● Document segment
## Estimation and reduction of harmonic currents from power converters

Research output: Book/Report › Ph.D. thesis › Research

### Abstract

Power Electronics is entering more and more products that inevitably increase the number of non-linear loads installed on the power system. The major concern of the non-linear loads is the emission of non-sinusoidal currents in the supply. Circulation of the harmonic currents in power systems creates losses, thus determining overrating of the power system. Furthermore, the harmonic currents cause harmonic voltage distortion, which is detrimental for all connected equipments to the power system, such as capacitors, ac-machines, control and protection equipments, measuring devices and electronic power supplies. Although their design takes into account a certain level of harmonic voltage distortion, there are many real-life cases when the equipments experience abnormal operation, malfunction or failure.

One such case appeared at a local company in Denmark, a Heat Power Station where due to the existing large power Adjustable Speed Drives (ASD), a fault-trip is reported at one of the control equipments. The fault-trip does not allow the operation of the plant at a loading further than 80 % of the total designed power.

This case shaped the research directions of the project, to study methods of estimation and reduction of the harmonic currents from industrial Adjustable Speed Drives, in order to come up with an optimized solution for customers. The work is structured in two main directions. The first direction consists of analyzing the mechanism of the harmonic current generation from ASD's. The second direction presents different passive and active harmonic parallel filters for harmonic current.

Regarding the estimation of the harmonic currents, extensive investigations are done to establish a practically usable prediction method. Among four different methods of harmonic predictions, i.e. theoretical, table-based, simulated and numerical methods, the most suitable for the actual project purpose was found the table-based method. It provides the results in a fast way; it needs no laborious implementation and it can be customized for different applications, in this case ASD's. However, the table-based method depends very much on the amount and accuracy of collected data in the development stage. The outcome of this investigation is a Harmonic Calculation Software compiled into a Graphical User Interface PC-software application, which can be applied for fast estimations of the harmonic currents in typical industrial applications.

The Harmonic Calculation Software was compared against harmonic measurements, to asses its estimation precision. It is confirmed in a good agreement with both simulated and measured data that the harmonic voltage distortion created by the existing ASD's in the Heat Power Station case is beyond the standard immunity limits (in this case of 8 % Total Harmonic Voltage Distortion), which is the cause of the occurring fault-trip. It is concluded that the table-based approach used for the Harmonic Calculation Software gives relatively accurate harmonic results, in the range of 5-10 % errors compared to other state of the art simulators and also the measured data.

● Input for this task
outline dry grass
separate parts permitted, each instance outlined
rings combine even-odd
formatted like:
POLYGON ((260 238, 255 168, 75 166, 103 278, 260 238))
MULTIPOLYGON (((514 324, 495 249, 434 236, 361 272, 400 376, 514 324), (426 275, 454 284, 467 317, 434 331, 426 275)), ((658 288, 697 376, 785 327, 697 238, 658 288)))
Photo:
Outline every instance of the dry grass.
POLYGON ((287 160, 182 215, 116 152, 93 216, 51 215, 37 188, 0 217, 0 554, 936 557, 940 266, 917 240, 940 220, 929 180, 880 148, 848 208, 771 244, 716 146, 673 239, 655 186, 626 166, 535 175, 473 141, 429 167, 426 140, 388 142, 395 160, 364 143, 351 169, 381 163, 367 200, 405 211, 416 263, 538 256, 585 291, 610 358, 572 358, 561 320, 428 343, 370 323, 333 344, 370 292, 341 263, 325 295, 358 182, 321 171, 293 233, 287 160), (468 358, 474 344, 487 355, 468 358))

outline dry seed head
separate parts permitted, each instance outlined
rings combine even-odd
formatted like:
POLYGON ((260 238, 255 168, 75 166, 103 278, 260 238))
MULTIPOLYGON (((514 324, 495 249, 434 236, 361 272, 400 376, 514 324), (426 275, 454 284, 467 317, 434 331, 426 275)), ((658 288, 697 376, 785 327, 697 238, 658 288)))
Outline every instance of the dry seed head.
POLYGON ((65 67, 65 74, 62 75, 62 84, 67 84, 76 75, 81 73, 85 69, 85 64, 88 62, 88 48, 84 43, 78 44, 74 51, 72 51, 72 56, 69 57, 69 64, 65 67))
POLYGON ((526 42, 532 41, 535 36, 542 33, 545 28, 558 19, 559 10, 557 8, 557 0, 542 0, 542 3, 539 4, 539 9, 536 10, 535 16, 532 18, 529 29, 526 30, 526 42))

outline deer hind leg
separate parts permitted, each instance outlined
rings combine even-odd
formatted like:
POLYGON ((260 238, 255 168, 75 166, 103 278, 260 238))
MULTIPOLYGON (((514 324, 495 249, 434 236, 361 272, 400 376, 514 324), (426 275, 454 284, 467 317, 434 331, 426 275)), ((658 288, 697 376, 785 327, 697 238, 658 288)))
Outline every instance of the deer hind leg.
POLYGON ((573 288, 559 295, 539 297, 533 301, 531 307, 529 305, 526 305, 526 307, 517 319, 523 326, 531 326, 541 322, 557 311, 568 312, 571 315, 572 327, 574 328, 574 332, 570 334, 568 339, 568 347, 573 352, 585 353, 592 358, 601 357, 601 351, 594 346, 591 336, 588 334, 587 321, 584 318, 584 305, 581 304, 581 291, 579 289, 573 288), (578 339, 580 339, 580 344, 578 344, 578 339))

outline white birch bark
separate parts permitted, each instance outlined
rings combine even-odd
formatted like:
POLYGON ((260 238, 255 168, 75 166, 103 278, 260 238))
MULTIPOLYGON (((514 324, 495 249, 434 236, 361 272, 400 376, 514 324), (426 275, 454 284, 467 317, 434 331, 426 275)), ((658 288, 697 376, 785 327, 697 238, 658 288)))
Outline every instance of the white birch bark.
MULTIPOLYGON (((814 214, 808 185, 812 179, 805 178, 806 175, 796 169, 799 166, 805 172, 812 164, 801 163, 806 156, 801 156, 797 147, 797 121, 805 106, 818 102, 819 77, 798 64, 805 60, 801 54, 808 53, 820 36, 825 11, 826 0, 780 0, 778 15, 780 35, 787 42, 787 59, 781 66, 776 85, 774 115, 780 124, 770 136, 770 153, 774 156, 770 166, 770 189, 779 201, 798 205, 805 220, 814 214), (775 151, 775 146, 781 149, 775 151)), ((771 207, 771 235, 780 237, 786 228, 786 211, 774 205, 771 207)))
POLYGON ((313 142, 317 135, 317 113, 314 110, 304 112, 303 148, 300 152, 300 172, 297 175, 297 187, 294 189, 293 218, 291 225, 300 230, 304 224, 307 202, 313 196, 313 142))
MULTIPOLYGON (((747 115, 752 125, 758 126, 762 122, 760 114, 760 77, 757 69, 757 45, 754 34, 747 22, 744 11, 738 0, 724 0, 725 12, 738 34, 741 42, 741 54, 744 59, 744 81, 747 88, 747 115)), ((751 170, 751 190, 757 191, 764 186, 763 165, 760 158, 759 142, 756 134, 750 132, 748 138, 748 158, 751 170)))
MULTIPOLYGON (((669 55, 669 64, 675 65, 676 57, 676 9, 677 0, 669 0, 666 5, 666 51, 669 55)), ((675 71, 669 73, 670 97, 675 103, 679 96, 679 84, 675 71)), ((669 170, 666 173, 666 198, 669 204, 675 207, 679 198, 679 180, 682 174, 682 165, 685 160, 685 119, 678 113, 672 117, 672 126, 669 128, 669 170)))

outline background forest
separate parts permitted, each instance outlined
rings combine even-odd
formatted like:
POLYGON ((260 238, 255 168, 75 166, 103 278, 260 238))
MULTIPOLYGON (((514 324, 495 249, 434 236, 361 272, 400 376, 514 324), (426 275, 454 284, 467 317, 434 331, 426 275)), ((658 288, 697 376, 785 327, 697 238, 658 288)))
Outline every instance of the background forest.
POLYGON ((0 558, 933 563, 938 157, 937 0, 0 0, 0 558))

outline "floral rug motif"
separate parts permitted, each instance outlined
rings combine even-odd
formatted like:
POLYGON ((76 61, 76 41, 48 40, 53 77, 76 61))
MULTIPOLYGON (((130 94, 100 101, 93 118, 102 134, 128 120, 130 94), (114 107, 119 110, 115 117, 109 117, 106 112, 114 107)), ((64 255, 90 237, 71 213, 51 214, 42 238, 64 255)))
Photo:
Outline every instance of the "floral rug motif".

● Set of tasks
(a) Reproduce the rows starting at the line that contains "outline dry seed head" and ending after the line that contains "POLYGON ((573 288, 559", with both of those lines included.
(b) Pick up the abstract on estimating and reducing harmonic currents from power converters where it stops, and keep writing it.

● The results
(a)
outline dry seed head
separate parts permitted, each instance outlined
rings combine even-odd
formatted like:
POLYGON ((260 238, 255 168, 75 166, 103 278, 260 238))
MULTIPOLYGON (((514 324, 495 249, 434 236, 361 272, 400 376, 514 324), (426 275, 454 284, 467 317, 434 331, 426 275)), ((658 288, 697 376, 785 327, 697 238, 658 288)))
Outline every instance of the dry seed head.
POLYGON ((65 67, 65 74, 62 75, 62 84, 67 84, 76 75, 81 73, 85 69, 85 64, 88 62, 88 48, 84 43, 78 44, 74 51, 72 51, 72 56, 69 57, 69 64, 65 67))
POLYGON ((526 42, 532 41, 535 36, 542 33, 545 28, 558 19, 559 10, 557 8, 557 0, 542 0, 542 3, 539 4, 539 9, 536 10, 535 16, 532 18, 529 29, 526 30, 526 42))

outline deer hind leg
separate parts permitted, each instance outlined
rings combine even-odd
formatted like:
POLYGON ((260 238, 255 168, 75 166, 103 278, 260 238))
MULTIPOLYGON (((514 324, 495 249, 434 236, 361 272, 400 376, 514 324), (426 275, 454 284, 467 317, 434 331, 426 275)), ((658 288, 697 376, 785 327, 697 238, 658 288)))
Outline every instance of the deer hind leg.
POLYGON ((573 288, 559 295, 539 297, 533 301, 531 307, 529 305, 526 305, 526 307, 517 319, 523 326, 531 326, 541 322, 557 311, 568 312, 571 315, 572 327, 574 328, 574 332, 570 334, 568 339, 568 347, 573 352, 585 353, 592 358, 601 357, 601 351, 594 346, 591 336, 588 334, 587 321, 584 318, 584 305, 581 304, 581 291, 579 289, 573 288), (578 339, 580 339, 580 344, 578 344, 578 339))

(b)
The second direction in this project follows the red-line given by this real-life case, to find a suitable harmonic mitigation solution to meet the terms existing international harmonic standards. On this ground, different parallel harmonic filters are investigated to decrease the actual level of the harmonic current distortion below the standard limits. The analysis includes passive power filters (PPF), active power filter (APF) and hybrid power filters (HPF).

PPF's are the main candidates, as they are very common in harmonic current mitigation. Although their mitigation efficiency is lower, they are compact, simple to build, and relatively inexpensive. As it is confirmed here, the design of a PPF is very sensitive to the system impedance, but this can be decoupled with a large line reactance installed on the line. Such a topology, in essence a harmonic trap filter customized for ASD's installation, is investigated and analytically modelled here. Its design and performance are analyzed, which indicate a better stability compared to classical PPF's. Based on simulations it is found, that for the given Heat Power Station case the trap filter is sufficient to comply with the harmonic standards. This solution is currently installed and proves good harmonic mitigation performance, as the faulttrip does not occurs and the installation can operate in safe conditions up to the nominal rated power.

Continuing the investigation of harmonic current mitigation, the project moves the focus on active filtering methods as a way of improving the harmonic mitigation performance. The design of the APF's is reviewed and recommendations are given regarding different harmonic detection methods: instantaneous power theory, fundamental and harmonic rotating frame transformations, generalized harmonic integrators. Extensive simulations are employed in Matlab/Simulink and a laboratory stand is built to test the shunt APF topology. The actual implementation is done in fundamental rotating frame, where a new selective harmonic integrator is developed to reduce the required number of harmonic controllers, which allows a faster execution speed with the same Digital Signal Processors. It is also concluded that such harmonic controllers have improved stationary performance and better dynamic behavior compared to similar existing control methods.

Although the purpose of APF study was not finding a solution directly applicable for the Heat Power Station, there was an influence in the way the research line is further approached. As the cost of the APF is still relatively high, its utilization becomes more efficient for mediumor high-power applications. However, at a higher power the inverter cannot operate at a very high switching frequency because of the considerable increase of switching losses. On the other hand, a lower switching frequency is not desirable in APF's because of the reduced controller bandwidth, which determines improper harmonic current compensation, even unstable operation. In this respect several potential utilizations of APF's of moderate switching frequency (in the range of 10 kHz) were investigated to tackle the mitigation of higher power harmonic currents. Several design steps for the passive components and the APF control of the proposed topologies are given together with laboratory tests.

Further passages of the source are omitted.